- **Exercise directions**
Each entry below should be printed exactly, with every image left out.

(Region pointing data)
+---+
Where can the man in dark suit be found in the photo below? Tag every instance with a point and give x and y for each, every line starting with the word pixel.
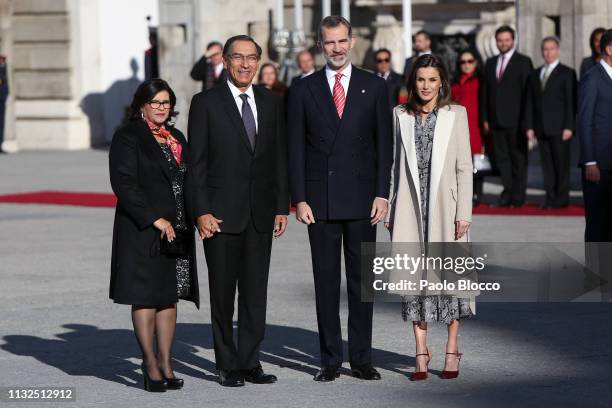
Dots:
pixel 550 116
pixel 502 115
pixel 340 154
pixel 305 63
pixel 595 135
pixel 238 146
pixel 210 69
pixel 422 46
pixel 3 96
pixel 392 78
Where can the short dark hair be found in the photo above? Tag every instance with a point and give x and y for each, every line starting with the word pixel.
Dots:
pixel 332 22
pixel 423 32
pixel 381 50
pixel 505 29
pixel 414 104
pixel 479 66
pixel 595 33
pixel 228 44
pixel 145 92
pixel 606 41
pixel 299 54
pixel 552 38
pixel 212 44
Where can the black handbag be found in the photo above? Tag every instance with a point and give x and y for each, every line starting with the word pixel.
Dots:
pixel 179 246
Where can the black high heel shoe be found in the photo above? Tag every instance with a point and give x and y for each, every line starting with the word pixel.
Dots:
pixel 172 383
pixel 152 385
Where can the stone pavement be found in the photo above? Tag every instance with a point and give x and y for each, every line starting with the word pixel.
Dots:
pixel 58 327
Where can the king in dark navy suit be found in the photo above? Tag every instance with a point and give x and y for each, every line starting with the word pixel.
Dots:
pixel 340 155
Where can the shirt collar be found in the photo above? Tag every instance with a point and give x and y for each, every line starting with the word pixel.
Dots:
pixel 330 73
pixel 509 54
pixel 237 92
pixel 552 66
pixel 607 67
pixel 305 74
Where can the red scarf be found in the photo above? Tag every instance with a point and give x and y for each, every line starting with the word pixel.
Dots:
pixel 175 146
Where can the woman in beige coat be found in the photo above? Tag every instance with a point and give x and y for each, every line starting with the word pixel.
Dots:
pixel 431 196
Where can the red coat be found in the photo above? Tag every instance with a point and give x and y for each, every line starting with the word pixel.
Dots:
pixel 465 92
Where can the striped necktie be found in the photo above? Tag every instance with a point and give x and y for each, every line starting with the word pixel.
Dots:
pixel 339 97
pixel 248 119
pixel 545 76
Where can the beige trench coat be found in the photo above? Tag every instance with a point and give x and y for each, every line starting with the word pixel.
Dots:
pixel 451 176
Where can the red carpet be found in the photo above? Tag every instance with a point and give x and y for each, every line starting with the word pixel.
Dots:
pixel 530 209
pixel 85 199
pixel 81 199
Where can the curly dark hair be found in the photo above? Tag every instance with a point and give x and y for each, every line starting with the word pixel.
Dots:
pixel 146 92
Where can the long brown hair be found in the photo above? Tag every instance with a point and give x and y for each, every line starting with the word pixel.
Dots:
pixel 414 103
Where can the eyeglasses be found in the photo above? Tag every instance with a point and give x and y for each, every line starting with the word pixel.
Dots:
pixel 158 104
pixel 251 58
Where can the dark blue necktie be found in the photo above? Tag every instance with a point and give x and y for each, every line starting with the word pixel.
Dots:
pixel 248 119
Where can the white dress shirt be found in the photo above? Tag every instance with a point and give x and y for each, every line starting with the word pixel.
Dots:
pixel 548 68
pixel 344 81
pixel 218 69
pixel 607 67
pixel 507 56
pixel 236 94
pixel 305 74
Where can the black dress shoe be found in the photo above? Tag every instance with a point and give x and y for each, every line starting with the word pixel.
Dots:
pixel 174 383
pixel 230 379
pixel 257 376
pixel 327 374
pixel 365 372
pixel 501 204
pixel 152 385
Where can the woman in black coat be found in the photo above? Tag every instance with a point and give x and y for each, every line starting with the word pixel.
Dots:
pixel 148 160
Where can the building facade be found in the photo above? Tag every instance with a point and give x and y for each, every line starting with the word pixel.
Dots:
pixel 74 64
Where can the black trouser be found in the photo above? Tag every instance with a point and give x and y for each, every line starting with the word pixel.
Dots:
pixel 598 208
pixel 510 148
pixel 242 259
pixel 2 114
pixel 326 243
pixel 555 154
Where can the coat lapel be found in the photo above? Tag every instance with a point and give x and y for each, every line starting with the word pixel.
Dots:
pixel 234 115
pixel 352 97
pixel 323 98
pixel 442 134
pixel 406 121
pixel 152 148
pixel 262 114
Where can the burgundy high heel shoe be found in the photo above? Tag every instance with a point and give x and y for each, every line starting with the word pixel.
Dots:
pixel 421 375
pixel 449 375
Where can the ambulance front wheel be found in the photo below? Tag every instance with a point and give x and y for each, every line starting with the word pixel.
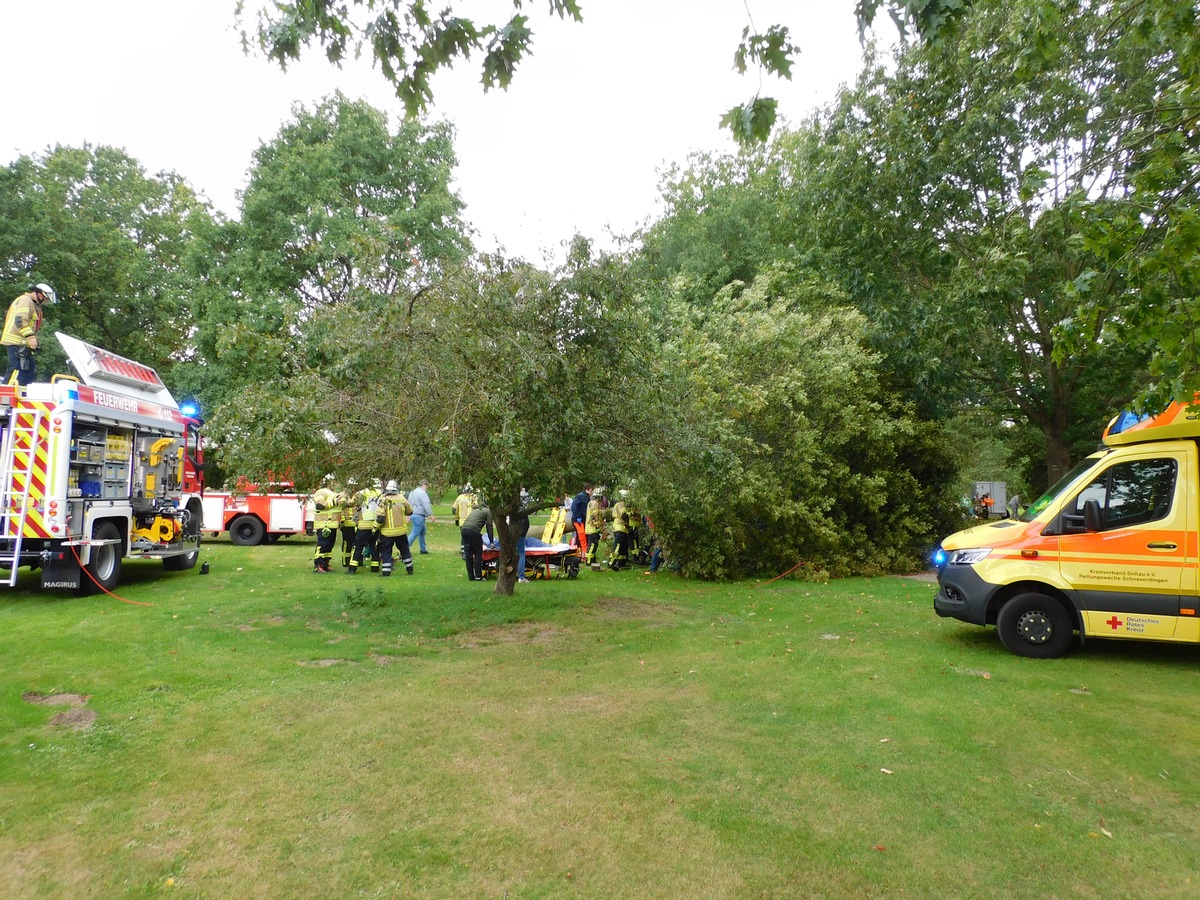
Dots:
pixel 1035 625
pixel 247 531
pixel 103 569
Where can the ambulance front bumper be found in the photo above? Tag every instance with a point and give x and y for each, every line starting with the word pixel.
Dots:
pixel 964 595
+---+
- **Problem solution**
Where can the man in dark suit be found in the photo below? Tag every instance with a point and give x and y for each, every line starting with the word pixel.
Dots:
pixel 550 116
pixel 502 115
pixel 340 154
pixel 305 63
pixel 595 135
pixel 238 146
pixel 210 69
pixel 422 46
pixel 3 96
pixel 392 78
Where can the short dark hair be found in the photo above? Tag every instance with a point and give x and y for each, every line starting with the word pixel.
Dots:
pixel 332 22
pixel 423 32
pixel 381 50
pixel 505 29
pixel 414 104
pixel 479 66
pixel 595 33
pixel 228 44
pixel 145 92
pixel 606 41
pixel 299 54
pixel 552 38
pixel 212 44
Where can the black handbag be found in the photo above? Tag every instance with a point and give x and y for each, every line starting with the word pixel.
Dots:
pixel 179 246
Where can the black high heel shoe be found in the photo above? Tag every instance with a point and give x and y for each, every line starting with the word pixel.
Dots:
pixel 172 383
pixel 152 385
Where can the stone pavement be found in the photo above? Tag every instance with a point and give x and y for each, every line starting with the word pixel.
Dots:
pixel 58 327
Where can the king in dark navy suit be found in the photo above? Tag every instance with a point and give x and y for each, every line starting with the word pixel.
Dots:
pixel 340 155
Where can the shirt collar be found in the photo above? Tag every instance with a point and give x and y for each, every line starting with the word pixel.
Dots:
pixel 330 73
pixel 509 54
pixel 237 92
pixel 552 66
pixel 607 67
pixel 305 74
Where can the red scarf be found in the photo above? Tag every instance with a point and give x and y for each, every line starting with the word pixel.
Dots:
pixel 175 146
Where can the woman in beige coat be found in the photo above? Tag every instance with a point and give x and y for each, every line starting with the word pixel.
Dots:
pixel 431 196
Where can the red coat be found in the photo above? Tag every instance with a point and give x and y for each, every line starting with the word pixel.
Dots:
pixel 465 92
Where can the striped necktie be found in the photo above? Tag every instance with a point and give x and y for each, every line starting with the word pixel.
Dots:
pixel 339 97
pixel 248 119
pixel 545 76
Where can the beige trench coat be found in the photo above? Tag every instance with a point and give x and y for each, every line starting with the word pixel.
Dots:
pixel 451 176
Where can the red carpet be found in the photo above? Tag every instance with a point and give x and y for each, every line starting with the word pixel.
Dots:
pixel 530 209
pixel 85 199
pixel 81 199
Where can the curly dark hair be found in the photo above? Tag every instance with a point and give x and y for each, every line starting with the word pixel.
Dots:
pixel 146 92
Where can the long brown hair be found in the photo above? Tag every instance with a point and give x and y for each, every line starting with the word pixel.
Dots:
pixel 414 103
Where can the eyeglasses be found in the photo above? Tag every instance with a point and give x and y for each, every line starting with the word pixel.
Dots:
pixel 158 104
pixel 251 58
Where can the dark blue necktie be found in the photo above? Tag every instance with a point and give x and y for each, every line starting with the word pixel.
Dots:
pixel 248 119
Where can the white dress shirt be found in the photo above? Tag every instance with a point and give x and y for each, every line starting with the word pixel.
Dots:
pixel 548 68
pixel 344 81
pixel 218 69
pixel 607 67
pixel 507 56
pixel 236 94
pixel 305 74
Where can the black dress shoe be found in the photo above? Tag every instance with a point and give x and y for each, every line starting with the word pixel.
Dots:
pixel 174 383
pixel 230 379
pixel 257 376
pixel 327 374
pixel 365 372
pixel 501 204
pixel 152 385
Where can the woman in black coat be found in the photo above? Tag every instance with a point and give x and y for each, every line starting with the word pixel.
Dots:
pixel 148 160
Where can the building facade be found in the photo above? Tag every instance with a point and give x and y for each, every line starting with the word pixel.
Dots:
pixel 74 64
Where can the black trouser be found in the photo above? Tag every instance with a point and give x and y for each, every line starting with the word pixel.
Dots:
pixel 598 208
pixel 510 148
pixel 242 259
pixel 2 114
pixel 326 243
pixel 555 154
Where can the coat lapel be found in the photo above? Tag every instance with a point and give x and y for each, every line starting with the word pixel.
Dots:
pixel 234 115
pixel 352 97
pixel 323 98
pixel 442 134
pixel 406 121
pixel 152 148
pixel 262 114
Where can the burgundy high heel shoe be found in the photo above? Tag every instance with a point and give x and y for each, every line starting with the word pixel.
Dots:
pixel 421 375
pixel 449 375
Where can the ambulance front wheel be found in the photo below? Tag every instance with a point and give x and y for each, every line starting with the word pixel.
Dots:
pixel 1035 625
pixel 247 531
pixel 103 569
Where can the ambulance front bumper be found in the photo above? Tag every instance with a point and give x and y for each, every line starting with the word pixel.
Dots:
pixel 964 595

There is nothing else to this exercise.